> _Gösterilen Metin_
++++++++++
Filistin ve tezkere
Fotoğraf: Muhammed Selim Korkutata/AA
İsrail Filistin halkına karşı yeni bir imha saldırısı başlattı. Gerekçesi HAMAS’ın son saldırıları. İşgal altındaki bir ulusun kendisini savunma ve işgalciye saldırma hakkının tartışılacak bir yönü bulunmuyor. İsrail’in Filistinli sivillere on yıllardır süren saldırıları ve katliamları ortadayken ve şimdi Gazze yakılıp yıkılırken bunlara tepki göstermeyen Batılı emperyalistler, bugün de İsrailli “sivillere yapılanlar” gerekçesinin ardına siper alarak Filistinlilere cephe almış durumdalar. Daha şimdiden 260 bin Filistinlinin yerlerinden edilmiş durumda ve buna karşın İsrail’e destek açıklamaları peş peşe geliyor. Gazze’de bombardımanda ölen Filistinliler, kadın ve çocuklar için sessiz kalınıyor, bir katliamın üstü örtülmeye çalışılıyor.
Bu gelişmeler Türkiye gericiliğinin çeşitli mihraklarının sahte gözyaşlarına ve ikiyüzlülüğe dayanan tutumlarını açıklamalarına vesile oluyor. Örneğin faşizmin ve gericiliğin koçbaşlığına soyunan Bahçeli “Bir an evvel ara bulucuları devreye sokmak uluslararası toplumun acil gündemi olmalı…iki devletli çözüm olmadan barış tam bir hayaldir” derken, Erdoğan taraflara “itidal” tavsiye ediyor. Ama bu açıklamaların tam da yeni tezkere tartışmaları, ordunun sınır ötesine gönderilmesine karşı çıkanlar haindir suçlamaları ortaya savrulurken yapıldığı göz önüne alındığında ortaya şöyle ilginç bir durum çıkıyor: “Biz gidelim sınır ötesinde her türlü saldırganlığı yapalım, ordumuz gidebildiği yere kadar gitsin, sözde saldırıları böyle engelleyelim.” Bizim bu konuda ellerimiz serbest olsun! Türk gericiliğinin politikası bu.
++++++++++
> _Gösterilen Kayıtlar_

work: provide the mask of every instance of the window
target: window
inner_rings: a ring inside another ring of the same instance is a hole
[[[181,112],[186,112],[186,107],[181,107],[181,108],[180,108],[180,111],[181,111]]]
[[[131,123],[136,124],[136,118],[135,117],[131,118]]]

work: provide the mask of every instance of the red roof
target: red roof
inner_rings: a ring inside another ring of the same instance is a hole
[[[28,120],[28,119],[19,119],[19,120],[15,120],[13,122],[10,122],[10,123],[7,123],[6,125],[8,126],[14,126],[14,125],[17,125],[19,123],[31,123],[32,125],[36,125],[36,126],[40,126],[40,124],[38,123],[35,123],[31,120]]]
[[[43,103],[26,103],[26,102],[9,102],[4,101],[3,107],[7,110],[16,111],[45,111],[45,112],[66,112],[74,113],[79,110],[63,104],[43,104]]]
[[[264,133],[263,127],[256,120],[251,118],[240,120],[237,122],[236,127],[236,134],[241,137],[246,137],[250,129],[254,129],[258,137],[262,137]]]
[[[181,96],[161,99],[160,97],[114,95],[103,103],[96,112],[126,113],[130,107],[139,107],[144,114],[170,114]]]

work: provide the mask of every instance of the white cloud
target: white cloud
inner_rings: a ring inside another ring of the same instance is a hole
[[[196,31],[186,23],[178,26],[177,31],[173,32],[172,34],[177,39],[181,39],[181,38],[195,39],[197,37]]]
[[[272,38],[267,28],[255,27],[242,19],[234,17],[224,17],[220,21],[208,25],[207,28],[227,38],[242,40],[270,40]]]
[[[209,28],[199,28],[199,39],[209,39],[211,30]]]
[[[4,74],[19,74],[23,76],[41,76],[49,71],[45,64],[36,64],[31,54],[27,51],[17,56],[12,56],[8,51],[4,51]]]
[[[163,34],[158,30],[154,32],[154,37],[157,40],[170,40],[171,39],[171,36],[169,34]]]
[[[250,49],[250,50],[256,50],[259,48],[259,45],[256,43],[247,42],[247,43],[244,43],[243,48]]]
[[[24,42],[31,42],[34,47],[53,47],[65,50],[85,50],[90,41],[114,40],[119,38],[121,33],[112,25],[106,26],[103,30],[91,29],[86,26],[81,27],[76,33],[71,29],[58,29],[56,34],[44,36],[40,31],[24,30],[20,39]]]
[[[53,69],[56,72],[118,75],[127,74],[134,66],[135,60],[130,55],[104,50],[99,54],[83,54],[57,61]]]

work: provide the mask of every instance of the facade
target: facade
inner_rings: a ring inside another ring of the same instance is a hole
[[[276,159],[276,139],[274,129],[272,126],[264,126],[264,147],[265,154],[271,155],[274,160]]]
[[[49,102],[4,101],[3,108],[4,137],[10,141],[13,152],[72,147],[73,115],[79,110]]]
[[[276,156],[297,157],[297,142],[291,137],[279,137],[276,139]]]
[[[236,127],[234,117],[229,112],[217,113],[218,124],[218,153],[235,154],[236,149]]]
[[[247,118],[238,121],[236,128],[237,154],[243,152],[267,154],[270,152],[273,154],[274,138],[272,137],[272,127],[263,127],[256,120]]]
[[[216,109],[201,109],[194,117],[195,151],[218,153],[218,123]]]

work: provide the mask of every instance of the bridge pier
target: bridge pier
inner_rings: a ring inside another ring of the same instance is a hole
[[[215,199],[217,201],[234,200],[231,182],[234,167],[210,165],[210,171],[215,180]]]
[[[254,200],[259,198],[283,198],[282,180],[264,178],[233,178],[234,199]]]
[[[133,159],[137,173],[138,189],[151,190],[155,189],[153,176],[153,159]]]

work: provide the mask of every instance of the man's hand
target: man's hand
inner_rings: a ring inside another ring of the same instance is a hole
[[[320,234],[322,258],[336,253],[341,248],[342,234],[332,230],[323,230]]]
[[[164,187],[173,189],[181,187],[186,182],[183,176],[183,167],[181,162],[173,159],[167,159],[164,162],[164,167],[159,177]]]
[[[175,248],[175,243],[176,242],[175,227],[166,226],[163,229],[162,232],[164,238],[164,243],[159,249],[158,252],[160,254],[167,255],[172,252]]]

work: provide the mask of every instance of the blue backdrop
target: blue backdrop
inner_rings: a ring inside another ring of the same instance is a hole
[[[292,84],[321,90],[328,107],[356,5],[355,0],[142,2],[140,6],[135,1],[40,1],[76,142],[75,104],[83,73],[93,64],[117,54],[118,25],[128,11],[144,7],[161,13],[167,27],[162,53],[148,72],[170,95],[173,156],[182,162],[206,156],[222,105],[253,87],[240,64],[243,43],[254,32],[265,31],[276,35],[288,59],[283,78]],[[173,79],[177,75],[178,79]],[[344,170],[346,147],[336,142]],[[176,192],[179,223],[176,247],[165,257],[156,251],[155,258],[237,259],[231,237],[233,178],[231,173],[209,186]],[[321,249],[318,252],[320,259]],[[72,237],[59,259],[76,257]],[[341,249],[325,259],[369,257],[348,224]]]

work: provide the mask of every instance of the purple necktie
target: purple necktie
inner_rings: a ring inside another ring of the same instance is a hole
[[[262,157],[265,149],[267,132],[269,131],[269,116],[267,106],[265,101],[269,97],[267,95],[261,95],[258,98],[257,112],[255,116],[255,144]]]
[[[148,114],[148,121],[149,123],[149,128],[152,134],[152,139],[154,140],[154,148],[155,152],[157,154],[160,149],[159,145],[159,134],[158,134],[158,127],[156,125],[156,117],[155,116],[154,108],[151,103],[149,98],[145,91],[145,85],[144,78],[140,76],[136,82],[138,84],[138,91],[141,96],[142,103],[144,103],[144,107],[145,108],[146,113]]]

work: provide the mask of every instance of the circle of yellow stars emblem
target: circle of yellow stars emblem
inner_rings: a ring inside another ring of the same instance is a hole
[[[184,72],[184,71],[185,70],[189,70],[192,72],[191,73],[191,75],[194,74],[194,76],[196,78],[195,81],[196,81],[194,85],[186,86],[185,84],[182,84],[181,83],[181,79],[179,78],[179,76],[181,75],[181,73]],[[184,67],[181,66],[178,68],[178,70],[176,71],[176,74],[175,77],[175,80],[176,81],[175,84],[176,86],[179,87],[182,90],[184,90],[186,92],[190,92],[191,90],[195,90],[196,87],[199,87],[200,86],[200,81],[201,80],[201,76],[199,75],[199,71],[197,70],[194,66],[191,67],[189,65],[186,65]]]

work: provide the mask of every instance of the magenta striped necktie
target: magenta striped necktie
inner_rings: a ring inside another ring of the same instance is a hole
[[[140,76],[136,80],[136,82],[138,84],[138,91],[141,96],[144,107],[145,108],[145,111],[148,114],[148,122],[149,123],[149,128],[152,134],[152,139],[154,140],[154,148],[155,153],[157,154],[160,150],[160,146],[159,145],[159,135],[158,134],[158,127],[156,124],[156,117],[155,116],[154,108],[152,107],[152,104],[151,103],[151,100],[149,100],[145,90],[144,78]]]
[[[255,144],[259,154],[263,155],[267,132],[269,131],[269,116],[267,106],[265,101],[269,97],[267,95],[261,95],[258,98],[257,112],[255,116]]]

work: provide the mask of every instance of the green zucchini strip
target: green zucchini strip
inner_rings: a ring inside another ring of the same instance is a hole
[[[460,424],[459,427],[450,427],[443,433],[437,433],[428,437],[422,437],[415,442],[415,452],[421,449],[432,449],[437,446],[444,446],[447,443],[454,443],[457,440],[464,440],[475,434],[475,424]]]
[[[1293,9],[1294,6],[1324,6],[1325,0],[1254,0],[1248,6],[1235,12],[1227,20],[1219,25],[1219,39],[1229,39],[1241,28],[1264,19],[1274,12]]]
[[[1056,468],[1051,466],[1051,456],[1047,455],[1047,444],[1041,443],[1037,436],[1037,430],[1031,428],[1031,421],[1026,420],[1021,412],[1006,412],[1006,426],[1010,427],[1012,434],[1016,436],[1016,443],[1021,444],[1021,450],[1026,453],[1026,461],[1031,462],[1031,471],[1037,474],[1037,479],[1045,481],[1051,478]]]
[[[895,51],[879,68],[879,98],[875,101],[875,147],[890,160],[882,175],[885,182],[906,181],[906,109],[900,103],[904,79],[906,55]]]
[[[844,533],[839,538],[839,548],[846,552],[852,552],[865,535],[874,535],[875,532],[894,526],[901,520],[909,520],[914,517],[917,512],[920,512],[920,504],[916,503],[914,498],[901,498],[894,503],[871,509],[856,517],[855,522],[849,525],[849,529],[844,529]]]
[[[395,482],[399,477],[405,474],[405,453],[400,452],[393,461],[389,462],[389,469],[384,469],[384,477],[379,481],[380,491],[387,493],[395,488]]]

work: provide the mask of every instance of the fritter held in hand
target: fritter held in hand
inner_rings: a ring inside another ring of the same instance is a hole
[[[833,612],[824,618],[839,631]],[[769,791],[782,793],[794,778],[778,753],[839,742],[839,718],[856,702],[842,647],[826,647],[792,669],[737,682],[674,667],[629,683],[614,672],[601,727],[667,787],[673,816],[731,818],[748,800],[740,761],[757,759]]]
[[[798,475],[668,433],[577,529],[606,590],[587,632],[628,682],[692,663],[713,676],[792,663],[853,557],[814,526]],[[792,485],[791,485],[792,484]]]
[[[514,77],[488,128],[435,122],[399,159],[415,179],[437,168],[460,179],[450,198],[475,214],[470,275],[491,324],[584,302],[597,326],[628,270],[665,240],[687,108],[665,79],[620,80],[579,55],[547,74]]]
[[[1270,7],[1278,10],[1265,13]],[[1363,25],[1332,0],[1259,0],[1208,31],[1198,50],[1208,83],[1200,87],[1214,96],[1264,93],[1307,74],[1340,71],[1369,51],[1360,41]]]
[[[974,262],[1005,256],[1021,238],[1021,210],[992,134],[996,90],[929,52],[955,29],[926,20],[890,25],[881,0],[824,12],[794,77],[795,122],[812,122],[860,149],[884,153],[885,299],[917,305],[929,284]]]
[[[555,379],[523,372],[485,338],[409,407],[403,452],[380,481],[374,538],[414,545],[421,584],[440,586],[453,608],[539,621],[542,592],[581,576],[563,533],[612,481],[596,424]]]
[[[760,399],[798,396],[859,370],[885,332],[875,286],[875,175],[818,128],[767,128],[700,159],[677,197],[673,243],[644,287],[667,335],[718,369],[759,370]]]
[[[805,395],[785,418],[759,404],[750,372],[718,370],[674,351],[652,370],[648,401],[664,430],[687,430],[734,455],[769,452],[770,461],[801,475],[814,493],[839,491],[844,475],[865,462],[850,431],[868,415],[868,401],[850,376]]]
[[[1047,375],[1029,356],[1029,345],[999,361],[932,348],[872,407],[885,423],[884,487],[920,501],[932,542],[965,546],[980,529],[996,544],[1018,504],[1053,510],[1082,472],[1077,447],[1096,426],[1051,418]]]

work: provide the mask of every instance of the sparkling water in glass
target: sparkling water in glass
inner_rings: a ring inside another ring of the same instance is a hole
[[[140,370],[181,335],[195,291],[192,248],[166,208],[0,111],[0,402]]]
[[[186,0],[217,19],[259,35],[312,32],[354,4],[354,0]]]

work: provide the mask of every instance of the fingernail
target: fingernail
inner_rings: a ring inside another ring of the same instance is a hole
++++++++++
> _Yazılı Görevler_
a) “Filistin ve tezkere” başlıklı metinde geçen yer adlarının tamamını sıralayınız.
b) “Filistin ve tezkere” başlıklı metne dayanarak aşağıdaki soruları yanıtlayınız.
(i) Metne göre şimdiden kaç bin Filistinli yerinden edilmiş durumdadır?
(ii) Erdoğan taraflara ne tavsiye etmektedir?
(iii) Bahçeli'ye göre hangi çözüm olmadan barış tam bir hayaldir?
c) “Filistin ve tezkere” başlıklı metni son cümlesinden itibaren devam ettiriniz.

> _Görev Yanıtları_
a) Filistin, İsrail, Gazze, Türkiye

b)
(i) 260 bin
(ii) İtidal
(iii) İki devletli çözüm

c)
Peki şimdi İsrail ne yapıyor? Terörü engelleme adına Filistin topraklarını işgal ediyor, ordularını Filistinlilerin üzerine gönderiyor, şehirleri yakıp yıkıyor. İsrail bu “savunma” biçiminin geçersizliğini ve yanlışlığını kanıtlayan çok somut bir örnektir. Devletlerin, ulusların adları değiştirilince ortaya çıkan tablo tartışmasız benzerdir. Konu dışarısı olunca uluslararası toplum müdahale etsin -ki bu onların sorun üzerinde oynamasından başka bir şey değildir-, iki devletli çözüm olsun, herkes itidalli olsun diyenler, mesele kendi iç sorunları olunca saldırganlıkta ve yıkıcılıkta sınır tanımıyorlar. Filistinliler ve Kürtler Ortadoğu’nun iki mazlum halkıdır ve kaderleri pek çok bakımdan birbirine benzemektedir. Bu nedenle gerici faşist çevrelerin söylediklerinin ikiyüzlü bir demagojiden öte bir anlamı bulunmamaktadır.
Bütün bu gelişmelerin kanıtladığı temel gerçek şudur: Bölgede eşit, adil ve özgürlükleri getiren onurlu bir barış olmadıkça bu topraklar kan ve göz yaşından, yıkımdan, katliamlardan kurtulmayacaklardır. Emperyalizm ve bölge gericilikleri bazen aynı yönde, bazen birbirini darbeleyerek, bazen güçlendirerek bölge halklarını esarete ve köleliğe mahkum etmekte, en gerici ideoloji ve akımlara yolu sonuna kadar açmaktadırlar. İsrail siyonizmi, Arap gericiliği, Türk gericiliği, İran gericiliği vb. emperyalizmle birlikte bölge halklarına kan kusturmaktadır. Sıcak çatışma bölgeleri zaman zaman yer değiştirmekte, bazı sorunlar o an için öne çıkmakta, ama baskı, terör ve yayılmacılık sistematik olarak varlığını devam ettirmektedir.
Bölge gericilikleri ve emperyalizm, bölge halklarının din, mezhep, ulusal vb. farklılıklarını, eski dönemlerden gelen tarihsel anlaşmazlıklarını sürekli körükleyen, birbirlerine karşı kullanan, ama tehlike çanları hepsi için çaldığında gerektiğinde aynı gerici yönde tutum alan bir yönetme anlayışına sahiptir. Bölgenin zenginlikleri -petrol, doğal gaz vb.- yağmalanmakta, stratejik konumunun avantajlarından yararlanılmakta, bölge halkları ve devletleri sürekli olarak birbirine karşı tetikte tutulmaktadır. Bölge devletleri kendi halklarına, ezdikleri uluslara aynı gaddarlıkta davranmakta, biri diğerini dil ucuyla da olsa, kendi çıkarları gereği eleştirdiğinde, diğerinin “Sen kendi içine bak” çıkışıyla yerine oturtulmaktadır. Bu bakımdan İsrail’i yönetenlerin Türkiye’ye, Türkiye’yi yönetenlerin İsrail’e akıl verecek, eleştirecek bir konumu bulunmamaktadır. Bir halk deyişi ile ortada tam olarak “Tencere dibin kara” durumu vardır.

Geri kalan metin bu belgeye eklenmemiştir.